* WORK REQUIRED:
Every line with the string "below" should be copied from the data.

* EXERCISE INPUT:
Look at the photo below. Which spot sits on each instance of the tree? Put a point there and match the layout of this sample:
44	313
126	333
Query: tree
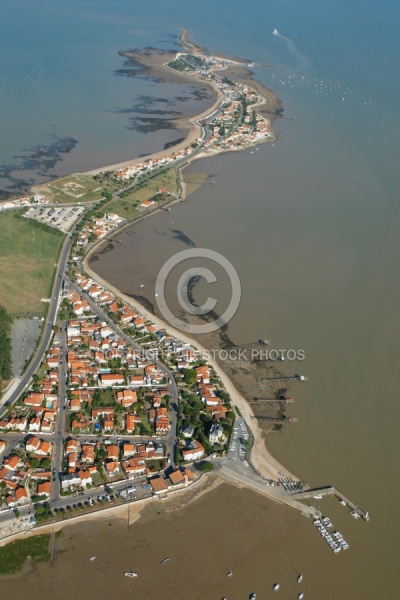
189	376
204	466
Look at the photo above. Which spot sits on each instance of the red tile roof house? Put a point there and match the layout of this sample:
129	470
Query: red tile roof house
134	466
12	462
21	495
112	467
44	489
159	485
111	379
113	452
131	420
203	374
85	477
126	398
108	424
194	451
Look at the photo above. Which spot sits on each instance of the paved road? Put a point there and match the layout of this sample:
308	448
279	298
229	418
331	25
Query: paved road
170	440
47	326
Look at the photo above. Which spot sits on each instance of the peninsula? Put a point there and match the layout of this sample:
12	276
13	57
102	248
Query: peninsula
117	407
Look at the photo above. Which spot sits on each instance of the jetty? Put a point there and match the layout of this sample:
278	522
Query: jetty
289	378
272	400
275	493
331	491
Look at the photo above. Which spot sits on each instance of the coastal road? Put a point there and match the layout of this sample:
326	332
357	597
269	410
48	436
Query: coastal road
47	326
170	439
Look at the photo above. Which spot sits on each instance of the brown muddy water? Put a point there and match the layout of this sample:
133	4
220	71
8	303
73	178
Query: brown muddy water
317	256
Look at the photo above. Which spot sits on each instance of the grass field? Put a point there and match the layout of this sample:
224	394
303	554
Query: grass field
72	189
14	554
126	207
28	253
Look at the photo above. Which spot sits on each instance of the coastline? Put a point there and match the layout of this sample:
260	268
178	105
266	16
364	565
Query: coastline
262	459
191	126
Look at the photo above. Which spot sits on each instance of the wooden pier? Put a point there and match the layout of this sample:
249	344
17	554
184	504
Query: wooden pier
273	400
292	378
331	491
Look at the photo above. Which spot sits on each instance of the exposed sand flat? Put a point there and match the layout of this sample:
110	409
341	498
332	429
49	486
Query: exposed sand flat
261	458
155	62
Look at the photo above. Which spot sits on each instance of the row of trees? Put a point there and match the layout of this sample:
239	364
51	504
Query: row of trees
5	345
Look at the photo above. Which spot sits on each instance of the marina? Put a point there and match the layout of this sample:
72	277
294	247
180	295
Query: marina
334	539
331	491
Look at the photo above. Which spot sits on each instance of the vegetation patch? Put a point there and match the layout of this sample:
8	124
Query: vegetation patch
14	555
72	189
5	346
28	254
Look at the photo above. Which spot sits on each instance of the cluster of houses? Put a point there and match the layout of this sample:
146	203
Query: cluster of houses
98	227
36	199
106	378
132	172
25	474
84	461
36	412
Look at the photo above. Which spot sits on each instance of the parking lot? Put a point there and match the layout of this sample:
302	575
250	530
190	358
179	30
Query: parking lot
240	435
62	218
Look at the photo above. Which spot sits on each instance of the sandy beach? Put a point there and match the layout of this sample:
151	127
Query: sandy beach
157	62
261	458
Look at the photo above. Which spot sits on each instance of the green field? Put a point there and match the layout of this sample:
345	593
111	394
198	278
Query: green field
14	554
126	207
72	189
28	253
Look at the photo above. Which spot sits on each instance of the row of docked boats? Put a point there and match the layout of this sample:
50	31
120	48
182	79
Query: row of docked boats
275	587
334	539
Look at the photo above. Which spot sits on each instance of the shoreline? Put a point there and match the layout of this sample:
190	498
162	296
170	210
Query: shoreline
191	126
261	458
184	497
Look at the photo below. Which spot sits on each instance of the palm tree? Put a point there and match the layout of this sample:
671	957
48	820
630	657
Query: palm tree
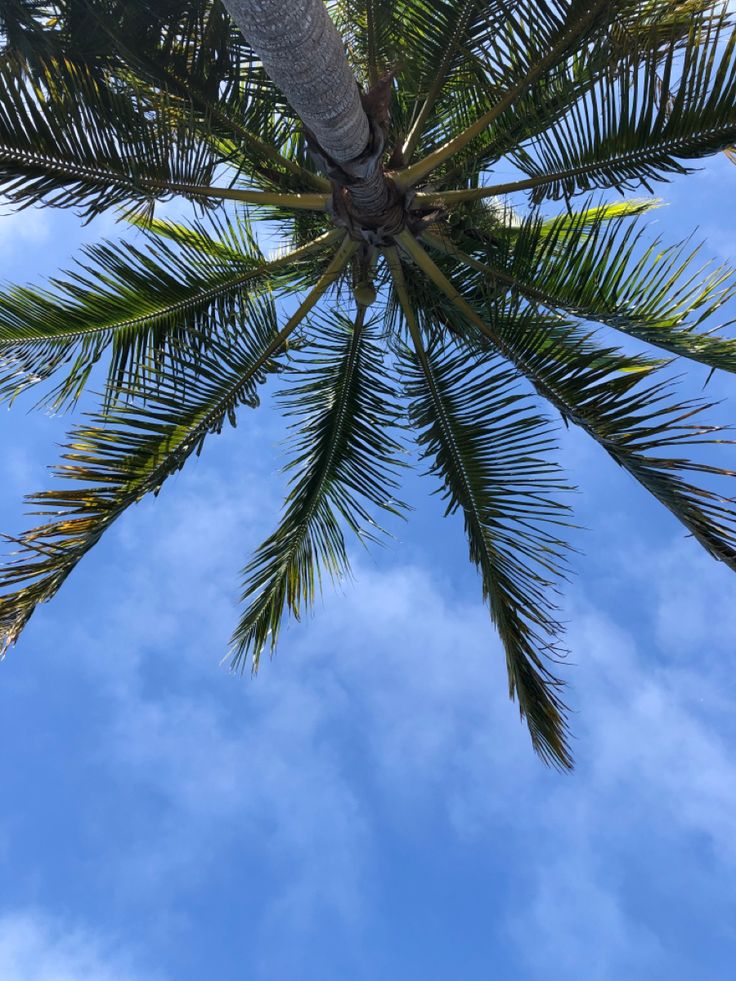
368	132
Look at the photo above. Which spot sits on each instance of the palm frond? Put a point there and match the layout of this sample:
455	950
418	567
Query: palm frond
631	31
68	141
148	308
489	448
344	460
132	447
600	269
623	134
127	452
630	415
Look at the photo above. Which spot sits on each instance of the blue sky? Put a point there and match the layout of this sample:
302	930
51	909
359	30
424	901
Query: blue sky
369	806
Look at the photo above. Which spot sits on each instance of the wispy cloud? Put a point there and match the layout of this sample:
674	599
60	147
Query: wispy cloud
37	947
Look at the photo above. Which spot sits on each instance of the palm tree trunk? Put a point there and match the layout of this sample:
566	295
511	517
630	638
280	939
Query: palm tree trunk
304	56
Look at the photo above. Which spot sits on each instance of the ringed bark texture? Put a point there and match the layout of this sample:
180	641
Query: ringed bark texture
304	56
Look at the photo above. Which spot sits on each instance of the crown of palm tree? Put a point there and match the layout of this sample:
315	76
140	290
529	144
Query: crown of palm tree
425	302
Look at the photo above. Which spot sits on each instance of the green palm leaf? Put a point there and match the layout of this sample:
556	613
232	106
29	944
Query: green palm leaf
127	452
600	269
625	132
631	416
149	308
489	449
344	459
130	449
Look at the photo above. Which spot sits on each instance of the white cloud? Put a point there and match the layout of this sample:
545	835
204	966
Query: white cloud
35	947
411	679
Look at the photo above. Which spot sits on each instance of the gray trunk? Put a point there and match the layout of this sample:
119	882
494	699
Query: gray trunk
305	57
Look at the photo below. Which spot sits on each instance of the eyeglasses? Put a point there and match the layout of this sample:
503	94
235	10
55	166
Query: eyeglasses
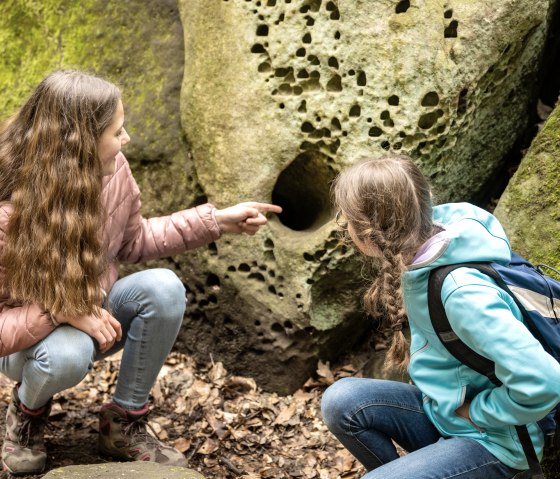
340	220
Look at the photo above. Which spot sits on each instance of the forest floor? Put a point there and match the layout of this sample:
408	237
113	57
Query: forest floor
225	425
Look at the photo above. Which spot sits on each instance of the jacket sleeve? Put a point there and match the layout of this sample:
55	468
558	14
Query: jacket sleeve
153	238
488	321
21	326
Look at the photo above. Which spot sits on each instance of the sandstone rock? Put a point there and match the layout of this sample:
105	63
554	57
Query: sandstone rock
528	209
136	44
279	96
123	470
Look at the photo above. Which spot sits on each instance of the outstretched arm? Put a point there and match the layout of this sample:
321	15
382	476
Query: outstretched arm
245	217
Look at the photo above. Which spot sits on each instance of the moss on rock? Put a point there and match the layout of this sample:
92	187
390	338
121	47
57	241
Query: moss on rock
136	44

* ANSWER SECTION:
Look at the photo below. Which spot sits on each instance of the tree? Put a point there and match the layout of this sample:
Look at the photo below. Which spot sits on each instance of the palm tree? Put a point there and match the layout of this sample:
Look at the photo below. Which spot sits on each instance of the eyeglasses? Put a point there and match the layout of this sample:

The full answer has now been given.